--- What is being asked ---
Reproduce every entry exactly as shown.

--- Dataset excerpts ---

-- start --

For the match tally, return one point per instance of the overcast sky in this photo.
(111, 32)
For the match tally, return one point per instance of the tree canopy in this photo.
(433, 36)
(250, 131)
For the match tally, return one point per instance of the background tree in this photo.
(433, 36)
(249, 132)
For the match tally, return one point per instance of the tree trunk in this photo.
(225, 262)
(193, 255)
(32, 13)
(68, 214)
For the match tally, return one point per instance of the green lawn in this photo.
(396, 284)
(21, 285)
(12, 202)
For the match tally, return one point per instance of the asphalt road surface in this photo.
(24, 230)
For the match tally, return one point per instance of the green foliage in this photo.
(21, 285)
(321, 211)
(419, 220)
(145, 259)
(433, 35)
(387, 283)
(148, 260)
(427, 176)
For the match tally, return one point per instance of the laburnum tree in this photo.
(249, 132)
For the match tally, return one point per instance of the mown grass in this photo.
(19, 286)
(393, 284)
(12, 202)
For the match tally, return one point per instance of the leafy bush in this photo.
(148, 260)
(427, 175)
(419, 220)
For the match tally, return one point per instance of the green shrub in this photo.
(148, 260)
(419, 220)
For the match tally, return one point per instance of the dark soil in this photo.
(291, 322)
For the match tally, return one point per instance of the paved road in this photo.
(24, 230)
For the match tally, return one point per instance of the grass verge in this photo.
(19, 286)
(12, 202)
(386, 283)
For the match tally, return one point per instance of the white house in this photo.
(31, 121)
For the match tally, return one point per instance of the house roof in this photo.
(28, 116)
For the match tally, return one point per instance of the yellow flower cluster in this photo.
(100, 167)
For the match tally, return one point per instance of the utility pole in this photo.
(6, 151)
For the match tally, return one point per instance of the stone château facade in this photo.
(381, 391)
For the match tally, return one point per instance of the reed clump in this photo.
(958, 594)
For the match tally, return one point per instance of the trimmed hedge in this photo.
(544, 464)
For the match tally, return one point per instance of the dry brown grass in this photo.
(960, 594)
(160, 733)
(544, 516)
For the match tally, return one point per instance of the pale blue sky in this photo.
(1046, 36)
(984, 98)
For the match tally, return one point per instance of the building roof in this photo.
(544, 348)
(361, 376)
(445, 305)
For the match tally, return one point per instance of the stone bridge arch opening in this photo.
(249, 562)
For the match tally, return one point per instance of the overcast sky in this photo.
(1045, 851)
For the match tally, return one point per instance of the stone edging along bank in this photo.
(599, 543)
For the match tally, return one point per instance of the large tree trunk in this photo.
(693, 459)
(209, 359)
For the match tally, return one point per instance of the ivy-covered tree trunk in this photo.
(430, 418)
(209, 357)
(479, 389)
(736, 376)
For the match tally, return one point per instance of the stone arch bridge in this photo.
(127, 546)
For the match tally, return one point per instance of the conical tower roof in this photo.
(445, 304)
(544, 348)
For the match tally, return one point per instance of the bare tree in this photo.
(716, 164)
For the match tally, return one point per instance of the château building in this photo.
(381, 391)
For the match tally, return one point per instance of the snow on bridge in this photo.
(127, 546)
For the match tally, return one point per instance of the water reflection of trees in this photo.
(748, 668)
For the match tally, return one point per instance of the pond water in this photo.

-- end --

--- Solution for this problem ---
For the match tally, return one point per instance of the overcast sky in this photo.
(111, 32)
For the match tally, return one point per instance of the tree canopy in this photo.
(433, 36)
(250, 131)
For the match tally, return one point per instance of the background tree in this photo.
(433, 36)
(249, 132)
For the match tally, return one point per instance of the tree trunk in this photo.
(225, 262)
(193, 255)
(32, 13)
(68, 214)
For the match tally, return one point per instance of the green lawn in this photo.
(396, 284)
(21, 285)
(12, 202)
For the match tally, return one point per instance of the asphalt road surface in this photo.
(24, 230)
For the match tally, return one point per instance of the green foliage in this photo.
(21, 285)
(321, 211)
(419, 220)
(145, 259)
(433, 35)
(387, 283)
(148, 260)
(427, 176)
For the match tally, return one point per instance of the laburnum tree in this photo.
(249, 132)
For the match tally, return one point per instance of the mown grass in this photo.
(19, 286)
(393, 284)
(12, 202)
For the match tally, return one point per instance of the leafy bush in this photo.
(148, 260)
(427, 175)
(419, 220)
For the match tally, return one point per instance of the green shrub in this photo.
(148, 260)
(419, 220)
For the match tally, return one point per instance of the dark soil in this photo.
(291, 322)
For the match tally, return one point per instance of the paved road in this photo.
(24, 230)
For the match tally, return one point per instance of the grass verge in this photo.
(19, 286)
(12, 202)
(386, 283)
For the match tally, return one point per instance of the white house in this photo.
(31, 121)
For the match tally, return one point per instance of the house roof in this photo.
(28, 116)
For the match tally, return one point per instance of the yellow flower cluster in this photo.
(100, 167)
For the match tally, return one point per instance of the utility pole in this photo.
(6, 151)
For the match tally, return one point per instance of the stone château facade in this photo.
(381, 391)
For the match tally, return one point per instance of the reed clump in this photo.
(958, 594)
For the match tally, return one point per instance of the trimmed hedge in this photo.
(544, 464)
For the match tally, return one point per instance of the dry brown grass in this photo.
(960, 594)
(160, 733)
(544, 516)
For the match tally, return one point per instance of the pale blue sky in this photo.
(1046, 36)
(984, 98)
For the match tally, return one point per instance of the building roof in this photo.
(544, 348)
(361, 376)
(445, 305)
For the match tally, return one point per instance of the stone bridge arch opening in this photo.
(249, 562)
For the match tally, return one point per instance of the overcast sky in this photo.
(1045, 851)
For the match tally, return one point per instance of the stone edging along bank in this photo.
(599, 543)
For the match tally, return one point per instance of the large tree trunk in this photo.
(693, 459)
(209, 359)
For the match tally, return one point per instance of the ivy-covered tree trunk in this photo.
(430, 418)
(209, 357)
(479, 389)
(736, 376)
For the match tally, return one point per instance of the stone arch bridge in this photo.
(127, 546)
For the match tally, return one point per instance of the conical tower roof in this photo.
(445, 304)
(544, 348)
For the match tally, return one point per instance of the bare tree in this photo.
(716, 164)
For the match tally, return one point per instance of the château building in this photo.
(381, 391)
For the match tally, return one point per instance of the snow on bridge in this photo.
(127, 546)
For the match tally, return one point per instance of the water reflection of trees in this photo.
(748, 668)
For the match tally, return one point per instance of the pond water in this photo.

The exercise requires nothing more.